TASK PROMPT:
Convert every line of the records into a Markdown table with the columns "Row" and "Line text," skipping blank lines and leaving out the pictures.

[Segmentation annotation records]
════════
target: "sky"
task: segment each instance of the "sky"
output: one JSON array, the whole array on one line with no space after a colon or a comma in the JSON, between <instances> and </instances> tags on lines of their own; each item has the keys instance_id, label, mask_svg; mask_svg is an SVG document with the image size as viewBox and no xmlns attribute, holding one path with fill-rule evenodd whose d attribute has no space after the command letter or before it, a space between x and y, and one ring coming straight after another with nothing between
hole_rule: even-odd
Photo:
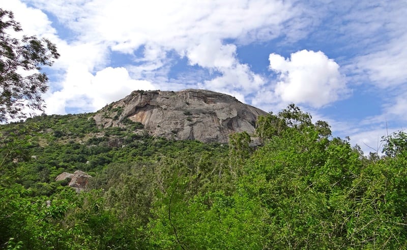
════════
SOLUTION:
| Row | Line text |
|---|---|
| 1 | target: "sky" |
| 2 | task: segment each instance of the "sky" |
| 3 | output: one JSON array, the whole array on one line with no space after a colon or a comma in the JSON, between <instances> and </instances> tags on lines of their own; each item has the keys instance_id, label, mask_svg; mask_svg is an SVG document with the image size as viewBox and no xmlns attribute, holding one path with fill-rule evenodd whose d attribute has no space after the command letter or before it, a space between x and y, and one ring coming straight after another with nothing between |
| 4 | hole_rule: even-odd |
| 5 | Photo: |